-- Selected extract start --

A new unique edible line is currently being developed and is expected to be released in Q3. The form factor for the edible line will be similar to one of the leading candies in the market and also have the ability to target the desired experience of the consumer – similar to the Cordials.

 

 

The principal executive office is located at 26565 Agoura Road, Suite 200, Calabasas, CA 91302. The executive telephone number is (571) 888-0009.

 

Results of Operation for Three Months Ended March 31, 2022 and 2021

 

Revenues

 

We have generated $27,652 in sales for the three months ended March 31, 2022, as compared with no sales for the three months ended March 31, 2021 on our current product line. We launched our first line of seven Cordial products in California and we have started to generate revenues from the sale of these products.

 

We anticipate increased revenues on our six Cordials for the rest of 2022. We anticipate a rollout of new packaging configurations in Q2 2022 for our Cordials; to include both a one-pack and a multi-dose bottle which is expected to bring the cost per dose down considerably. We also plan on launching additional Cordial formulations by Q2 2022 and a new line of edibles in mid-2022, which we hope will contribute to increasing our revenues. As we have just launched our products, however, it may take some time for the markets to react, gain traction and result in brand awareness among our customers. There can be no assurances, however, that customers will positively react to our products.

-- Selected extract end --

Objective A: Rewrite the filing excerpt from "A new unique" through "is (571) 888-0009.", replacing "edible line" with "gummy line".
The filing excerpt and the rows after it are unrelated material.

-- Task material start --

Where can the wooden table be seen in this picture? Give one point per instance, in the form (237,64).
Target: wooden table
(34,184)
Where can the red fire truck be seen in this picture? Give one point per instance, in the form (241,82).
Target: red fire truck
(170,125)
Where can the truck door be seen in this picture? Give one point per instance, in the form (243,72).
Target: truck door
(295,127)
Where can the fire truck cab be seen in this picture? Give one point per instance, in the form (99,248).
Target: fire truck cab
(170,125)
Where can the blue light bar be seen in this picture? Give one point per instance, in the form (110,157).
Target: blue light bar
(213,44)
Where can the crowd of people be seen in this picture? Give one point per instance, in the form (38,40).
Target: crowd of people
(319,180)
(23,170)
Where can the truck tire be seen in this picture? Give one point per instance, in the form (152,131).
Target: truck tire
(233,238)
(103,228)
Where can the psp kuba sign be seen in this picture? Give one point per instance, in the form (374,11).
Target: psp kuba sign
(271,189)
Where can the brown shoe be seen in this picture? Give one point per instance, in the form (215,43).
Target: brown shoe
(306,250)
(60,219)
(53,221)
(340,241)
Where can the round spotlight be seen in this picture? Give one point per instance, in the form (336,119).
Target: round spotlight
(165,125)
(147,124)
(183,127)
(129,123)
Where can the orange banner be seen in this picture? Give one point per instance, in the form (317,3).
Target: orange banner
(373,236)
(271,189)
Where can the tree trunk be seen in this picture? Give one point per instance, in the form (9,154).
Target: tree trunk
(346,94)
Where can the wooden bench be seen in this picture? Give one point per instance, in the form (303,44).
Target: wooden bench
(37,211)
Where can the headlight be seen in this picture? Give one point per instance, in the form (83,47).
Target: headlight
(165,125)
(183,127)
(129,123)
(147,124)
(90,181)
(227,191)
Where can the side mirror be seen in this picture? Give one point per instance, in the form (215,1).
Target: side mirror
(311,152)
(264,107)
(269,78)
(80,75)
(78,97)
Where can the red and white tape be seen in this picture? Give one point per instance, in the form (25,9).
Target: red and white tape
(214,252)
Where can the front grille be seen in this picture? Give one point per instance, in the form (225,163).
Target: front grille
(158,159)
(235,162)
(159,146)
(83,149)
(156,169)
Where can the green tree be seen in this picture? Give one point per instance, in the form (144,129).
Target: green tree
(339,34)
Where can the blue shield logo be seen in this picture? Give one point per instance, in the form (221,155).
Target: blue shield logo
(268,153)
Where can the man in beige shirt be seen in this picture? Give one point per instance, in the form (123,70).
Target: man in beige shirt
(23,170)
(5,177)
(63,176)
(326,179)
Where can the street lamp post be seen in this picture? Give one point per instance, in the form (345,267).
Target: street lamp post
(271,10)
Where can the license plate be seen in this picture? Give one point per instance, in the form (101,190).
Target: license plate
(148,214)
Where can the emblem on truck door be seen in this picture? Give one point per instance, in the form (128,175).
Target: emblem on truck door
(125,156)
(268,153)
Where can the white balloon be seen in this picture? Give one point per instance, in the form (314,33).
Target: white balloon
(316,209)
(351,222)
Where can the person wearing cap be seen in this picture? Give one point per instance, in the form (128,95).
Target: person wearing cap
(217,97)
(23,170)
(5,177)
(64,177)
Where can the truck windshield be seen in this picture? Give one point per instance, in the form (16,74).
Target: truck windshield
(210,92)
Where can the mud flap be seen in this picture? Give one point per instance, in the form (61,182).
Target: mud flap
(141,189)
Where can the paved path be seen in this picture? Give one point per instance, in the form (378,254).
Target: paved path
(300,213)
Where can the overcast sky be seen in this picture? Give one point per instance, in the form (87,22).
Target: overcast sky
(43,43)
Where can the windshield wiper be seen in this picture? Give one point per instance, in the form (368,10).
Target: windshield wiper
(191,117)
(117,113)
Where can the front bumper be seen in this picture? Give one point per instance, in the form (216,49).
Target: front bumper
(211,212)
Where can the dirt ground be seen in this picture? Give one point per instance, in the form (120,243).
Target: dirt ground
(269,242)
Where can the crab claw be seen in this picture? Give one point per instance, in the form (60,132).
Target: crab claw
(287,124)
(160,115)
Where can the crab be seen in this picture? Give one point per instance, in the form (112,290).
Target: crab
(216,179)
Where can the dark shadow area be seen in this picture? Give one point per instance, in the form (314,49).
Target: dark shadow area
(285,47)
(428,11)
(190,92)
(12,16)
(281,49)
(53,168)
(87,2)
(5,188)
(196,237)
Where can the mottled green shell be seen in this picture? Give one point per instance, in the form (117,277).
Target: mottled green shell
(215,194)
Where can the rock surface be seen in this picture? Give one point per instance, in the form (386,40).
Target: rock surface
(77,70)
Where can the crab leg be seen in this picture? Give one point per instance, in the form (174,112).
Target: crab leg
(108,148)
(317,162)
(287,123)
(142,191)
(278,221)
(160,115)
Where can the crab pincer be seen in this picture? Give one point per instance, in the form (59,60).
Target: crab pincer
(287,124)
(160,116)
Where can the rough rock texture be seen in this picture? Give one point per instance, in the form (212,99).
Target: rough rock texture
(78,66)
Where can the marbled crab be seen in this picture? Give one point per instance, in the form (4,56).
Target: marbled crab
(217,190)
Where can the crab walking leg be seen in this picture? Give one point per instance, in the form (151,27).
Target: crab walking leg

-- Task material end --

Objective B: List every row that contains the string "bumper", matching case exactly.

Right answer A:
A new unique gummy line is currently being developed and is expected to be released in Q3. The form factor for the gummy line will be similar to one of the leading candies in the market and also have the ability to target the desired experience of the consumer – similar to the Cordials.

 

 

The principal executive office is located at 26565 Agoura Road, Suite 200, Calabasas, CA 91302. The executive telephone number is (571) 888-0009.

Right answer B:
Where can the front bumper be seen in this picture? Give one point per instance, in the form (216,49).
Target: front bumper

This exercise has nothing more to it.